Exercise inputs:
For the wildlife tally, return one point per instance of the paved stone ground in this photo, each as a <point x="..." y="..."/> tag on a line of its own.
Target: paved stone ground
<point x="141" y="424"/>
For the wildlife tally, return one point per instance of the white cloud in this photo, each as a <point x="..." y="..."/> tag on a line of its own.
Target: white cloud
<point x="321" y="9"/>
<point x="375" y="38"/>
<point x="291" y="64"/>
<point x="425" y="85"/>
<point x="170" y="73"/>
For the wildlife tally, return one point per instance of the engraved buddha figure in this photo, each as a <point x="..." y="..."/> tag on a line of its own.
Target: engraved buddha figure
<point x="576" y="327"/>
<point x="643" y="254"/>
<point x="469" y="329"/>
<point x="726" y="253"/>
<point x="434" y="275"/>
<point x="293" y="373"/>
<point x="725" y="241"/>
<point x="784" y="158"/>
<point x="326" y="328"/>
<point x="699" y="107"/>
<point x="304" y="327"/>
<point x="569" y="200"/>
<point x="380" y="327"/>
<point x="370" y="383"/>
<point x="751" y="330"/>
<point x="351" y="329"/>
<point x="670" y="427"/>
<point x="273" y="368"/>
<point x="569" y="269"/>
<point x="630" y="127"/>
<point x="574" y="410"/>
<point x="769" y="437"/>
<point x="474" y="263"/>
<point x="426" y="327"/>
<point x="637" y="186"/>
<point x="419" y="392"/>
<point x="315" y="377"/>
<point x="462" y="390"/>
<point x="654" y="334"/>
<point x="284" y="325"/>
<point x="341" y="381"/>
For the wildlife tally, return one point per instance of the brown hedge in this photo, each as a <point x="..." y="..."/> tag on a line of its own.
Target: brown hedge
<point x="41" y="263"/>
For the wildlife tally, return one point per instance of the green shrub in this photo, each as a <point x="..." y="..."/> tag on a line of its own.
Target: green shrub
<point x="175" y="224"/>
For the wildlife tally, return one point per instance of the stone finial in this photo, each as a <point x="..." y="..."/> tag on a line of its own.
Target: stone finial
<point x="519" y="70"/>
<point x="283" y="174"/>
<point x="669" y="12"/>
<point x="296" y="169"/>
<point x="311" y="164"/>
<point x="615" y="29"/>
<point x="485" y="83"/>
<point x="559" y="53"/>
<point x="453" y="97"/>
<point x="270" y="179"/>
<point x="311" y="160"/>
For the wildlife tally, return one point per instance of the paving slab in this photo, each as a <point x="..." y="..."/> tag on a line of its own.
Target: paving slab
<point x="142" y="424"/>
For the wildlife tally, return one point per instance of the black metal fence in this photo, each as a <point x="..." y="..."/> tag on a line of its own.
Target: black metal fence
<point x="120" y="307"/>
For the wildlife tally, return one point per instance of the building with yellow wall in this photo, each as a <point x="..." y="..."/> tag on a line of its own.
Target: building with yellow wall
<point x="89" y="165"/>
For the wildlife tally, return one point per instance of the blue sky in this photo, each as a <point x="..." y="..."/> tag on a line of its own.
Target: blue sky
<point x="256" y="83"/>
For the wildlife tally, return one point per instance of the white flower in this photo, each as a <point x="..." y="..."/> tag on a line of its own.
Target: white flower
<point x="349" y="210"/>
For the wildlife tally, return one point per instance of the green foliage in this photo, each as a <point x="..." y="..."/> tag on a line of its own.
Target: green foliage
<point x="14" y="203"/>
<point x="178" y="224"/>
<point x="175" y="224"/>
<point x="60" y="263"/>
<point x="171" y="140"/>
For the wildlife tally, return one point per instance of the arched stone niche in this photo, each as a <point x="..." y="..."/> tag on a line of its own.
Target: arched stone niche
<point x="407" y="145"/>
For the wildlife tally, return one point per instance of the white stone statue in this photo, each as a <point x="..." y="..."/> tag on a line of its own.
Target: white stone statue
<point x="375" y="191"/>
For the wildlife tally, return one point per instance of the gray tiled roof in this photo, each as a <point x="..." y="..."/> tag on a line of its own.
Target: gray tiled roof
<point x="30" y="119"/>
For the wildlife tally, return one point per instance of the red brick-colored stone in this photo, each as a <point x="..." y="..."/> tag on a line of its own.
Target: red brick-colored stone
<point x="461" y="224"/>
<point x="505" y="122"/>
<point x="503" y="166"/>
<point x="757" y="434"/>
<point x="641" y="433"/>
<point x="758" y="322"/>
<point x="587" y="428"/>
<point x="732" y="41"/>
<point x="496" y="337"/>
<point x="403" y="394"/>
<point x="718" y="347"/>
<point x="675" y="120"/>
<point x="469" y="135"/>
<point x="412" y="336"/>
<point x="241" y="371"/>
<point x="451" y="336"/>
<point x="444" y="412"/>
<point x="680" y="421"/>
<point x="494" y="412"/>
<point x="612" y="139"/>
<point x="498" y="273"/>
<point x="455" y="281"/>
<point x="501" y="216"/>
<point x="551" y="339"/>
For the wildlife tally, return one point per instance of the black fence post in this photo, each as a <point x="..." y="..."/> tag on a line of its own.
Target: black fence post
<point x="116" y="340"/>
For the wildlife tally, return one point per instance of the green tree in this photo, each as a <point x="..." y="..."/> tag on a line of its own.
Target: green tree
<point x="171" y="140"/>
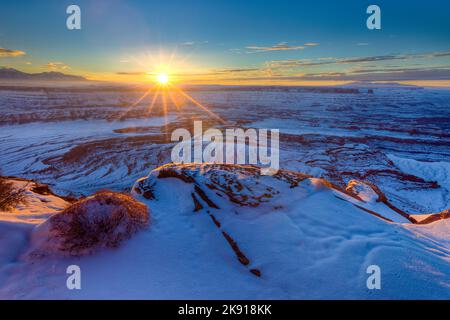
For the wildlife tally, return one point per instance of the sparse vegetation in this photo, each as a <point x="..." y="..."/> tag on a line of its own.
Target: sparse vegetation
<point x="103" y="220"/>
<point x="9" y="195"/>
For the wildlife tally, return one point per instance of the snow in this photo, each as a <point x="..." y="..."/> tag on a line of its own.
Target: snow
<point x="430" y="171"/>
<point x="308" y="242"/>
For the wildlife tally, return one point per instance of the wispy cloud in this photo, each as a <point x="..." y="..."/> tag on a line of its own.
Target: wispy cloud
<point x="8" y="53"/>
<point x="282" y="46"/>
<point x="317" y="62"/>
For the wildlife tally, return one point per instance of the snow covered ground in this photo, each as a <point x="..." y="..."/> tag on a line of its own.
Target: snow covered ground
<point x="246" y="236"/>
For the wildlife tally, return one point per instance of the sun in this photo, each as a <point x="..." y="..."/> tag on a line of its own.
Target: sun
<point x="162" y="78"/>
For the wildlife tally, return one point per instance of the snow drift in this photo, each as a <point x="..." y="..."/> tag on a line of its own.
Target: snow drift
<point x="226" y="232"/>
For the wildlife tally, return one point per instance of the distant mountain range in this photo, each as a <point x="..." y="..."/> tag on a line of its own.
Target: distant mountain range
<point x="13" y="74"/>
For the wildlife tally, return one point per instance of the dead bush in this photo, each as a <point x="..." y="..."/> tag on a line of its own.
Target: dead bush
<point x="103" y="220"/>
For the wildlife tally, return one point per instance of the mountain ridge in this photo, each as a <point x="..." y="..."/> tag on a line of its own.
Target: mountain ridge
<point x="14" y="74"/>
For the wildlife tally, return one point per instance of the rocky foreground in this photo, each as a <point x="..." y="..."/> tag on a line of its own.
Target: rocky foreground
<point x="224" y="231"/>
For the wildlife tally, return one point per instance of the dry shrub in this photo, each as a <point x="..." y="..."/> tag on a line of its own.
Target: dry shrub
<point x="9" y="195"/>
<point x="103" y="220"/>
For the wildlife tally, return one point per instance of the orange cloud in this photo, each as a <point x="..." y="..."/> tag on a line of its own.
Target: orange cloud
<point x="8" y="53"/>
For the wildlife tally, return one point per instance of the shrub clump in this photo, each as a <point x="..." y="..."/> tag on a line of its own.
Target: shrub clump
<point x="103" y="220"/>
<point x="9" y="195"/>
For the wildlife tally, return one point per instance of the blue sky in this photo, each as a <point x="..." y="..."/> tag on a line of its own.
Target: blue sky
<point x="259" y="40"/>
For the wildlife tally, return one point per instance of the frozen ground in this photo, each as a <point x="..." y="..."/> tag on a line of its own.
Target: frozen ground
<point x="310" y="241"/>
<point x="226" y="232"/>
<point x="71" y="138"/>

Task instructions: Give back the entries above exactly as they are, from their first line through the line that contains "of the engraved", both included, with nothing else.

Solved exercise:
For the wildlife tally, return one point per instance of the paved stone ground in this photo, each as a <point x="..." y="..."/> tag on a line of its own.
Target: paved stone ground
<point x="141" y="424"/>
For the wildlife tally, return one point per instance of the white cloud in this photo, each as a <point x="..." y="..."/> tag on a line of its own.
Target: white cloud
<point x="321" y="9"/>
<point x="375" y="38"/>
<point x="291" y="64"/>
<point x="425" y="85"/>
<point x="170" y="73"/>
For the wildlife tally, return one point per instance of the engraved buddha figure in this photo, each as a <point x="..." y="..."/> tag on a line of its own.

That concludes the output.